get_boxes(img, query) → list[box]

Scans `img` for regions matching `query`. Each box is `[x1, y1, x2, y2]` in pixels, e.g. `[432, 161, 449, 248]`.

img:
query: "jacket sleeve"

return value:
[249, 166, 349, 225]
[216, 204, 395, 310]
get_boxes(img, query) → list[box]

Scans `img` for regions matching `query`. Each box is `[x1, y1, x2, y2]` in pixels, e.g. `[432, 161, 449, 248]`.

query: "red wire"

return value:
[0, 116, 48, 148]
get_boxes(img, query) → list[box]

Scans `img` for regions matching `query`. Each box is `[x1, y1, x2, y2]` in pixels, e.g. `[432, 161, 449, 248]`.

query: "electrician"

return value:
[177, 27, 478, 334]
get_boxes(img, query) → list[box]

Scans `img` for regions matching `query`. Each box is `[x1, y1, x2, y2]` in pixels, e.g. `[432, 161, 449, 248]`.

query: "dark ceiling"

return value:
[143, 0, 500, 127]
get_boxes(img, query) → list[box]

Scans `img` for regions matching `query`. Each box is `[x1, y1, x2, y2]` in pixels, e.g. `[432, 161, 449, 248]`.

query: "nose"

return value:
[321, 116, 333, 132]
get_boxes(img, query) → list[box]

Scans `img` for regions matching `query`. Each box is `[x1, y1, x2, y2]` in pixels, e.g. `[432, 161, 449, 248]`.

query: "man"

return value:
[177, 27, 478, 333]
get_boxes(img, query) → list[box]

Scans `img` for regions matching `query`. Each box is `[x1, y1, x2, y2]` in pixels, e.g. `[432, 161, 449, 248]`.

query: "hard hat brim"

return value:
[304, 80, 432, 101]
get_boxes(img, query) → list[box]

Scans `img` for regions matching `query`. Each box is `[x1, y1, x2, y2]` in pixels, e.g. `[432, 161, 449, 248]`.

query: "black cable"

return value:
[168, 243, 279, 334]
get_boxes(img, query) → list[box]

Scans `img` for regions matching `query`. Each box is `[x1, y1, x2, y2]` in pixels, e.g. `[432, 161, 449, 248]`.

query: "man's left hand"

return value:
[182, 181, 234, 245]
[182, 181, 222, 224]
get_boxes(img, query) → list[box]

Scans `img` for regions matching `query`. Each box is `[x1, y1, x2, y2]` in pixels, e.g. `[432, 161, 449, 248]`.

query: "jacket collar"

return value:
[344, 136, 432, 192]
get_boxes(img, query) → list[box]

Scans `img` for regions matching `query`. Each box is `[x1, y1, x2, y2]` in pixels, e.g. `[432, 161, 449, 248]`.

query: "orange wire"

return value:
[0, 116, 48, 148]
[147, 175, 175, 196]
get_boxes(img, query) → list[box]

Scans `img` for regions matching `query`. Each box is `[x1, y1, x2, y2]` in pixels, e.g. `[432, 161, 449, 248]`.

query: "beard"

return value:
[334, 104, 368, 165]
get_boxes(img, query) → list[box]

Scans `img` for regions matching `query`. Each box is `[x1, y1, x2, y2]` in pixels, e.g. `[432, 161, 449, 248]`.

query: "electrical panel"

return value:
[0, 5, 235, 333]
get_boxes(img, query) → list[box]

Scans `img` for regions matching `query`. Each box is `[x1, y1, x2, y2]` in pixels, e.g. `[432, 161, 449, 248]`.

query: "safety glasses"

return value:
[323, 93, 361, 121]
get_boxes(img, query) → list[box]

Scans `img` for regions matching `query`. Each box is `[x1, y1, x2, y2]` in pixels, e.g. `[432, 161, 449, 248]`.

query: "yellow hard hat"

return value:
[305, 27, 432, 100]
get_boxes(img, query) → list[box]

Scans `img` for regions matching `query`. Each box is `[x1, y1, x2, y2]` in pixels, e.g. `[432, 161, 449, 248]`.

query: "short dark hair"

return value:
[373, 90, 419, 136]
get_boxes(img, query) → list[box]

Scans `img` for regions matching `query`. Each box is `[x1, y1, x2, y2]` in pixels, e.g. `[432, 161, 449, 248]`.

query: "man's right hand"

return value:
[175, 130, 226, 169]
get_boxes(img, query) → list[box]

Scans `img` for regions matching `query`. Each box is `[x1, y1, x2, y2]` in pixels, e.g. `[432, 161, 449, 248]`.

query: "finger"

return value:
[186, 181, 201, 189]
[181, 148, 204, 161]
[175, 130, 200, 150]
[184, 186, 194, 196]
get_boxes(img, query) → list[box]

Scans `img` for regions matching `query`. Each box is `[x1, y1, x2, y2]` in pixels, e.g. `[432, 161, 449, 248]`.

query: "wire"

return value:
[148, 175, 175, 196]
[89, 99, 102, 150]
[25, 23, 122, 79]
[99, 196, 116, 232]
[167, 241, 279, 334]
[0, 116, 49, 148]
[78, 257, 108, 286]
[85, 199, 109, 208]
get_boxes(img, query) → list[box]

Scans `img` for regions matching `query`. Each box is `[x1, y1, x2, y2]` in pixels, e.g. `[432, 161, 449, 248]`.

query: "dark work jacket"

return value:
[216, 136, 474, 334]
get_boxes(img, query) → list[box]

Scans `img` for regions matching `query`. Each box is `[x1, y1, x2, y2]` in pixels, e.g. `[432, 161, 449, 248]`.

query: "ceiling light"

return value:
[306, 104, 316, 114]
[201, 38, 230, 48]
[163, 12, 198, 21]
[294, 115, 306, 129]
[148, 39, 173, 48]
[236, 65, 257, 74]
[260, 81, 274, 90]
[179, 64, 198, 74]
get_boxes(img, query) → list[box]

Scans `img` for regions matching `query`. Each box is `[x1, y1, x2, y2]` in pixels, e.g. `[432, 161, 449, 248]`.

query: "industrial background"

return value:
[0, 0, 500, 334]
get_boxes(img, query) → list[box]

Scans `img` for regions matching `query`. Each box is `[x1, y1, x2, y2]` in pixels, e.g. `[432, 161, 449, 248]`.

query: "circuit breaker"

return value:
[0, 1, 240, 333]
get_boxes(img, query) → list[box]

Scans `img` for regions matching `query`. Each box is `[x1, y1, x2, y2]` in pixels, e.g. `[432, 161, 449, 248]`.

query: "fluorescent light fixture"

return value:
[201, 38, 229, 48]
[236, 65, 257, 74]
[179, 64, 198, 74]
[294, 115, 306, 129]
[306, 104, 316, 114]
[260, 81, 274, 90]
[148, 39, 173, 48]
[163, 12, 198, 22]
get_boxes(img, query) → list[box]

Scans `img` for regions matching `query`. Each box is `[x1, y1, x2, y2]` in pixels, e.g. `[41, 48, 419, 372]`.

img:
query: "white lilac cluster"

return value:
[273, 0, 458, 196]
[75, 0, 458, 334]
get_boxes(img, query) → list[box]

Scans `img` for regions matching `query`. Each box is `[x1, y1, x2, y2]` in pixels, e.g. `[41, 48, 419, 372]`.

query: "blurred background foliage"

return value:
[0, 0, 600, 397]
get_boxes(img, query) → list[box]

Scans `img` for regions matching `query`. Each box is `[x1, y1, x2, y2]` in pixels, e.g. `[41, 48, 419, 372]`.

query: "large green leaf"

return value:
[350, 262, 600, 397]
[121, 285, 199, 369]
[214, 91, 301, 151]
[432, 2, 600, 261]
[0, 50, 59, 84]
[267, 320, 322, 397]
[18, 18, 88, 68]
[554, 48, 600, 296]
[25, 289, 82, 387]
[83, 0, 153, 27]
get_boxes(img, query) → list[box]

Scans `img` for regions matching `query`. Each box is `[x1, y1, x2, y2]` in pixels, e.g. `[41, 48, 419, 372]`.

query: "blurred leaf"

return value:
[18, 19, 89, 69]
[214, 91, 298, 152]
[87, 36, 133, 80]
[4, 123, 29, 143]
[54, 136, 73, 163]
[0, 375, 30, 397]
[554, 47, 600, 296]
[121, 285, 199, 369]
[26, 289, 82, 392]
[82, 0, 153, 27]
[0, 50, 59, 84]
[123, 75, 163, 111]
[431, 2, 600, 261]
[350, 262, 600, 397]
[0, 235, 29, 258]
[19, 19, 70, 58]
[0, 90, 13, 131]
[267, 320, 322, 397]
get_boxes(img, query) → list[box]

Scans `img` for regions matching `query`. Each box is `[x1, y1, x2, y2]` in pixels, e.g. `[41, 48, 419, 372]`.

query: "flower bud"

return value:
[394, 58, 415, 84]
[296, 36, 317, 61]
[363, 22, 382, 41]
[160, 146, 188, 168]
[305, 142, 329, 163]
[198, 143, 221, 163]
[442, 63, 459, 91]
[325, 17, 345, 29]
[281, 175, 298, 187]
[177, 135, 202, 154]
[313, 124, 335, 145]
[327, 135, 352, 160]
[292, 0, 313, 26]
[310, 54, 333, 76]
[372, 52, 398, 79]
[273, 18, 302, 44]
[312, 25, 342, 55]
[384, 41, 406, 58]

■ ■ ■ ■

TASK TO CARRY OUT >> From the listing above, pull out each line containing the string "blurred" and copy it unchanged.

EXERCISE RESPONSE >>
query: "blurred background foliage"
query: "blurred leaf"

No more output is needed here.